#### INSTRUÇÕES
1. Cite, sem nenhuma alteração, o trecho do texto sobre a Petrobras que começa com as palavras "Para isso, será" e termina com "estatuto da Petrobras.".
2. Traduza para o inglês a frase "O terceiro objetivo é fazer com que a petrolífera atravesse a investigação da Operação Lava-Jato com o mínimo de danos.", que aparece no texto sobre a Petrobras.
3. Liste todas as pessoas mencionadas pelo nome no texto sobre a Petrobras.

#### FONTE
BRASÍLIA

Com poucas horas no cargo, o novo presidente da Petrobras, Aldemir Bendine, traçou um plano para blindar a estatal do maior escândalo de corrupção do país. São três metas, segundo o novo presidente informou a fontes ouvidas pelo GLOBO. A missão mais urgente é resolver a questão contábil, que levou a empresa a não ter seu balanço financeiro auditado pela consultoria PricewaterhouseCoopers (PwC). Bendine deve passar o fim de semana lendo 800 páginas sobre as metodologias utilizadas na empresa para começar a ter noção do trabalho que tem de ser feito. E já avisou a alguns funcionários que urgência não significa trabalho malfeito.

Para isso, será feita uma avaliação de perdas e alguns testes de retorno financeiros sobre vários ativos. A nova diretoria ainda pretende fortalecer a área financeira com um novo plano de negócios. O terceiro objetivo é fazer com que a petrolífera atravesse a investigação da Operação Lava-Jato com o mínimo de danos. Bendine recebeu carta-branca da presidente Dilma Rousseff para fazer o que for preciso, até reformar o estatuto da Petrobras.

As tarefas mais árduas já foram repassadas a Ivan Monteiro, o novo diretor financeiro, segundo fontes do setor. O técnico era até ontem o vice-presidente de Finanças do Banco do Brasil, e subordinado a Bendine na instituição. A primeira avaliação do técnico foi que é preciso criar um processo financeiro mais confiável, como o que teria feito no BB. A primeira ação é resolver a questão do balanço, já que isso influencia diretamente na imagem da estatal no mercado financeiro. A divulgação das perdas de R$ 88 bilhões com corrupção na semana passada foi considerada uma "barbeiragem" pelo governo, que alega que a avaliação não seguiu a melhor metodologia para o cálculo.

#### DADOS FORNECIDOS
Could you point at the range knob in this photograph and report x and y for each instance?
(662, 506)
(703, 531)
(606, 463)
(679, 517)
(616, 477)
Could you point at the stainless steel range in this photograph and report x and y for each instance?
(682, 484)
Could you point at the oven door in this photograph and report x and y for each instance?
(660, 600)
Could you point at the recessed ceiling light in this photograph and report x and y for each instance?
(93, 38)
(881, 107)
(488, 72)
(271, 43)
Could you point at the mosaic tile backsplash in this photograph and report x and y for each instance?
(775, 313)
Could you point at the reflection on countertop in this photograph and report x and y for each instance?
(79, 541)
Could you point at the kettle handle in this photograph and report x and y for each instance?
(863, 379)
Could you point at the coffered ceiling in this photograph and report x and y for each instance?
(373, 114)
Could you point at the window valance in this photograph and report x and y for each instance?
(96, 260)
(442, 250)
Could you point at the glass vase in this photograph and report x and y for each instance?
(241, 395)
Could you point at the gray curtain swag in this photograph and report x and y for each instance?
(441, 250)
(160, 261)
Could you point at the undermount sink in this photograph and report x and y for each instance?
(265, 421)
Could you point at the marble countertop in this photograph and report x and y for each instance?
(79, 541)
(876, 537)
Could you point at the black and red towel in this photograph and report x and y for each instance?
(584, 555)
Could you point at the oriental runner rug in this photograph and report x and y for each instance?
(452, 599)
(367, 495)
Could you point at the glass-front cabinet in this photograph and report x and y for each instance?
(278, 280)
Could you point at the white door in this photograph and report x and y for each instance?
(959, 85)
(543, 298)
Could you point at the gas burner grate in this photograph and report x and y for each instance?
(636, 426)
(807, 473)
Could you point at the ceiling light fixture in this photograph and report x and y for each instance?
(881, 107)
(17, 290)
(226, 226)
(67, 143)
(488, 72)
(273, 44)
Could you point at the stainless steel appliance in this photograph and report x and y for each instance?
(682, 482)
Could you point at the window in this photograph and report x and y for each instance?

#### RESPOSTAS
1.
Para isso, será feita uma avaliação de perdas e alguns testes de retorno financeiros sobre vários ativos. A nova diretoria ainda pretende fortalecer a área financeira com um novo plano de negócios. O terceiro objetivo é fazer com que a petrolífera atravesse a investigação da Operação Lava-Jato com o mínimo de danos. Bendine recebeu carta-branca da presidente Dilma Rousseff para fazer o que for preciso, até reformar o estatuto da Petrobras.

2. The third objective is to get the oil company through the Operation Lava-Jato investigation with minimal damage.

3.
- Aldemir Bendine
- Dilma Rousseff
- Ivan Monteiro